以下の記録すべてについて、「bounding box」を「rectangle」に置き換え、それ以外は一切変えずに書き直すこと。

--- 入力記録 ---

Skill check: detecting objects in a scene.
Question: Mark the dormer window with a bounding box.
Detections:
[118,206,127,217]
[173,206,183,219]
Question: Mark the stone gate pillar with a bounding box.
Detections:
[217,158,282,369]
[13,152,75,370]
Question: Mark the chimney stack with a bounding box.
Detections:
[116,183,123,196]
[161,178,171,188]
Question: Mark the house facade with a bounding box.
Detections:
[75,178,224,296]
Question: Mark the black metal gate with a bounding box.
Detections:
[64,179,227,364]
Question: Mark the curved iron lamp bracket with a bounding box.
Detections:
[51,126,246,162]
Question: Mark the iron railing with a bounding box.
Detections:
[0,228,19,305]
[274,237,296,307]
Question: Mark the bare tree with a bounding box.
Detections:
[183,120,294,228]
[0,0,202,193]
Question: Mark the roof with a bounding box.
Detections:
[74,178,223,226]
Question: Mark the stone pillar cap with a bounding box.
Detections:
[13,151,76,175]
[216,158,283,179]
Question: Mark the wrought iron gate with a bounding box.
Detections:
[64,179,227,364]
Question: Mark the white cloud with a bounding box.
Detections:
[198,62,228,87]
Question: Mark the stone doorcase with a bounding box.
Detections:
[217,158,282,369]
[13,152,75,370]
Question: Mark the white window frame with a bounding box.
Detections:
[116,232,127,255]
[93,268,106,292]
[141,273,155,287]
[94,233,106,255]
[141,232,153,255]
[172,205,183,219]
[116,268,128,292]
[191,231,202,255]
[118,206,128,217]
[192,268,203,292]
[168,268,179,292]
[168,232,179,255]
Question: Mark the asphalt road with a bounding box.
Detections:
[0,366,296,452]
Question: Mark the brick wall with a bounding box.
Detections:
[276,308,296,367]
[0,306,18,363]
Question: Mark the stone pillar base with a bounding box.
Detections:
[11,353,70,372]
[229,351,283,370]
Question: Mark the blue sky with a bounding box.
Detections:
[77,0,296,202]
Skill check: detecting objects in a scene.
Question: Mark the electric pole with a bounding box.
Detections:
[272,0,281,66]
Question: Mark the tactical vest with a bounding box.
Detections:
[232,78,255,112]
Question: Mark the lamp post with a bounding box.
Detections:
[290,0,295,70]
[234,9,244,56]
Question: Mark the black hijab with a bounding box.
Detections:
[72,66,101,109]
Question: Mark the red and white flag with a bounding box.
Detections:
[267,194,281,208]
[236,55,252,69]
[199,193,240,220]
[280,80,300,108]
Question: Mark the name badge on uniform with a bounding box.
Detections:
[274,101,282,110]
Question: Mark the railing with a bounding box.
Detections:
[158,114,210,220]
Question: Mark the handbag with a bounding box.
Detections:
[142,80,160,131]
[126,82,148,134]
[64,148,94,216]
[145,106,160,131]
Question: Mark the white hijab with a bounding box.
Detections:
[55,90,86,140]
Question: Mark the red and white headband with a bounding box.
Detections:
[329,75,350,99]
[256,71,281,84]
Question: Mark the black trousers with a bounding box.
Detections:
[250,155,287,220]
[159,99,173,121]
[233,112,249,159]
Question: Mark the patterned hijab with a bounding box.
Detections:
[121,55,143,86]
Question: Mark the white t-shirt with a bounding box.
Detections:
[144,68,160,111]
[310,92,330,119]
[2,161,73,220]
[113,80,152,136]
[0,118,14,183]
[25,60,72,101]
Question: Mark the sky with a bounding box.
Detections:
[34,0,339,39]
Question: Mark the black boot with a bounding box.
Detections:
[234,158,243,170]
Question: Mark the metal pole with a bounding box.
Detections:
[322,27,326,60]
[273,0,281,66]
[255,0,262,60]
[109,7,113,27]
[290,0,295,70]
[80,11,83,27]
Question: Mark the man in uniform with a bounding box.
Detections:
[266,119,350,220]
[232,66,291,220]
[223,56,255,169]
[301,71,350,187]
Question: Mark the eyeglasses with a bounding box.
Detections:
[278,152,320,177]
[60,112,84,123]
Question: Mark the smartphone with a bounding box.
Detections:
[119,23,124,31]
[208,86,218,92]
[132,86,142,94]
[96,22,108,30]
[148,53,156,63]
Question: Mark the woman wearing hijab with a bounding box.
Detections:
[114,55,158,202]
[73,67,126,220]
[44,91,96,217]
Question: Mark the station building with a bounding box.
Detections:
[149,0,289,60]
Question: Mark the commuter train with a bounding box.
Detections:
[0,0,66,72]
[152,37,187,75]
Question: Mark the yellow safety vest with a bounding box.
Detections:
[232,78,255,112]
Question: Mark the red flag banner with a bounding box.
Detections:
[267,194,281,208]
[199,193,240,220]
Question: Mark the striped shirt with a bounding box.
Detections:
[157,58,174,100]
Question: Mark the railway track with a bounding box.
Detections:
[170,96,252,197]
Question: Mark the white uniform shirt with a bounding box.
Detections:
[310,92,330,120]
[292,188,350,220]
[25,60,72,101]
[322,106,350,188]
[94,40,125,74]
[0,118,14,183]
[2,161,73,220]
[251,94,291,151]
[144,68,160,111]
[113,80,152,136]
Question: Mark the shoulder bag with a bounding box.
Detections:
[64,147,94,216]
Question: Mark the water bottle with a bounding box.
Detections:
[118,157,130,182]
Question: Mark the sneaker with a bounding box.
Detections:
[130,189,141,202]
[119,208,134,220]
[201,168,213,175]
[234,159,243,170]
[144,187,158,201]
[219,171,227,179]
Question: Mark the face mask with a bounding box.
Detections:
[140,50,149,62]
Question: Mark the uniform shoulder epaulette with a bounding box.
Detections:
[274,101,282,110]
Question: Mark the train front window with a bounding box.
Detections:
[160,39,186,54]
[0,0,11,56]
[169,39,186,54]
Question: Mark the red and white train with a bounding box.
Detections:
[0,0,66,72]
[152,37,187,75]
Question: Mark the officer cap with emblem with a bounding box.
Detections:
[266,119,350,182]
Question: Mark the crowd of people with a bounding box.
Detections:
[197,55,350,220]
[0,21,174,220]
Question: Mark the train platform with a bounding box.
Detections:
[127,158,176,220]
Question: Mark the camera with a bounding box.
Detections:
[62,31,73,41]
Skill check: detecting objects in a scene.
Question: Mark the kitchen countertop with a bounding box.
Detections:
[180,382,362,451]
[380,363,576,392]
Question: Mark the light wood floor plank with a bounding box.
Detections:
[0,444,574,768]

---

● **課題の結果**:
Skill check: detecting objects in a scene.
Question: Mark the dormer window with a rectangle.
Detections:
[118,206,127,217]
[173,206,183,219]
Question: Mark the stone gate pillar with a rectangle.
Detections:
[217,158,282,369]
[13,152,75,370]
Question: Mark the chimney stack with a rectangle.
Detections:
[116,183,123,196]
[161,178,171,188]
Question: Mark the house facade with a rectangle.
Detections:
[75,178,224,296]
Question: Mark the black metal gate with a rectangle.
Detections:
[64,179,227,364]
Question: Mark the curved iron lamp bracket with a rectangle.
Detections:
[51,126,246,162]
Question: Mark the iron railing with a rectangle.
Detections:
[0,228,19,305]
[274,237,296,307]
Question: Mark the bare tree with a rectangle.
Detections:
[183,120,294,228]
[0,0,202,193]
Question: Mark the roof with a rectangle.
Detections:
[74,178,223,226]
Question: Mark the stone pillar cap with a rectangle.
Detections:
[13,151,76,175]
[216,158,283,179]
Question: Mark the wrought iron gate with a rectangle.
Detections:
[64,179,227,364]
Question: Mark the white cloud with a rectangle.
Detections:
[198,62,228,87]
Question: Mark the stone doorcase with a rectangle.
Detections:
[217,158,282,369]
[13,152,75,370]
Question: Mark the white window frame with a rectangle.
Detections:
[116,232,127,255]
[93,268,106,292]
[141,273,155,287]
[94,233,106,255]
[141,232,153,255]
[172,205,183,219]
[116,268,128,292]
[191,231,202,255]
[118,206,128,217]
[192,268,203,292]
[168,268,179,292]
[168,232,179,255]
Question: Mark the asphalt road with a rectangle.
Detections:
[0,366,296,452]
Question: Mark the brick wall with a rectangle.
Detections:
[276,308,296,367]
[0,306,18,363]
Question: Mark the stone pillar base with a rectangle.
Detections:
[11,353,70,372]
[229,351,283,370]
Question: Mark the blue sky with a rectangle.
Detections:
[77,0,296,202]
Skill check: detecting objects in a scene.
Question: Mark the electric pole with a rectangle.
Detections:
[272,0,281,66]
Question: Mark the tactical vest with a rectangle.
Detections:
[232,78,255,112]
Question: Mark the lamp post with a rectangle.
Detections:
[290,0,295,70]
[234,9,244,56]
Question: Mark the black hijab with a rectangle.
Detections:
[72,66,101,109]
Question: Mark the red and white flag with a rectangle.
Detections:
[267,194,281,208]
[236,55,252,69]
[199,193,240,220]
[280,80,300,108]
Question: Mark the name badge on uniform with a rectangle.
Detections:
[274,101,282,110]
Question: Mark the railing with a rectangle.
Detections:
[158,114,210,220]
Question: Mark the handbag with a rectangle.
Detections:
[142,80,160,131]
[126,82,148,134]
[64,148,94,216]
[145,106,160,131]
Question: Mark the white hijab with a rectangle.
Detections:
[55,90,86,140]
Question: Mark the red and white headband with a rectangle.
Detections:
[329,75,350,99]
[256,71,281,84]
Question: Mark the black trousers with a rectangle.
Detections:
[250,155,287,220]
[159,99,173,121]
[233,112,249,159]
Question: Mark the patterned hijab with a rectangle.
Detections:
[121,55,143,86]
Question: Mark the white t-shirt with a rectangle.
Detections:
[144,68,160,111]
[310,92,330,119]
[2,161,73,220]
[113,80,152,136]
[0,118,14,183]
[25,60,72,101]
Question: Mark the sky with a rectangle.
Detections:
[34,0,339,39]
Question: Mark the black boot with a rectangle.
Detections:
[234,158,243,170]
Question: Mark the metal pole with a rectangle.
Detections:
[322,27,326,60]
[273,0,281,66]
[255,0,262,60]
[109,7,113,27]
[290,0,295,70]
[80,11,83,27]
Question: Mark the man in uniform with a rectangle.
Detections:
[266,119,350,220]
[232,66,291,220]
[223,56,255,169]
[301,71,350,187]
Question: Mark the eyeglasses with a rectangle.
Detections:
[278,152,320,177]
[60,112,84,123]
Question: Mark the smartphone with a rectangle.
Detections:
[119,23,124,31]
[208,86,218,92]
[132,86,142,94]
[96,22,108,30]
[148,53,156,63]
Question: Mark the woman wearing hijab with a rectangle.
Detections:
[114,55,158,202]
[73,67,126,220]
[44,91,96,217]
Question: Mark the station building with a rectangle.
Detections:
[149,0,289,60]
Question: Mark the commuter train with a rectangle.
Detections:
[0,0,66,72]
[152,37,187,75]
Question: Mark the yellow safety vest with a rectangle.
Detections:
[232,78,255,112]
Question: Mark the red flag banner with a rectangle.
Detections:
[267,194,281,208]
[199,193,240,220]
Question: Mark the striped shirt with a rectangle.
Detections:
[157,58,174,100]
Question: Mark the railway track with a rectangle.
Detections:
[170,96,252,197]
Question: Mark the white uniform shirt with a rectangle.
Detections:
[310,92,330,120]
[292,188,350,220]
[25,60,72,101]
[322,106,350,188]
[94,40,125,74]
[0,118,14,183]
[2,161,73,220]
[251,94,291,151]
[144,68,160,111]
[113,80,152,136]
Question: Mark the shoulder bag with a rectangle.
Detections:
[64,147,94,216]
Question: Mark the water bottle with a rectangle.
Detections:
[118,157,130,182]
Question: Mark the sneaker with a rectangle.
Detections:
[130,189,141,202]
[119,208,134,220]
[201,168,213,175]
[234,159,243,170]
[144,187,158,201]
[219,171,227,179]
Question: Mark the face mask with a rectangle.
Detections:
[140,50,149,62]
Question: Mark the uniform shoulder epaulette with a rectangle.
Detections:
[274,101,282,110]
Question: Mark the train front window with a rectangle.
Detections:
[160,39,186,54]
[0,0,11,56]
[169,39,186,54]
Question: Mark the red and white train with a rectangle.
Detections:
[0,0,66,72]
[152,37,187,75]
Question: Mark the officer cap with emblem with a rectangle.
Detections:
[266,119,350,182]
Question: Mark the crowd of people with a rectangle.
Detections:
[197,55,350,220]
[0,21,174,220]
Question: Mark the train platform with a rectangle.
Detections:
[127,158,176,220]
Question: Mark the camera with a rectangle.
Detections:
[62,31,73,41]
Skill check: detecting objects in a scene.
Question: Mark the kitchen countertop with a rectangle.
Detections:
[180,382,362,451]
[380,363,576,392]
Question: Mark the light wood floor plank with a rectangle.
Detections:
[0,444,574,768]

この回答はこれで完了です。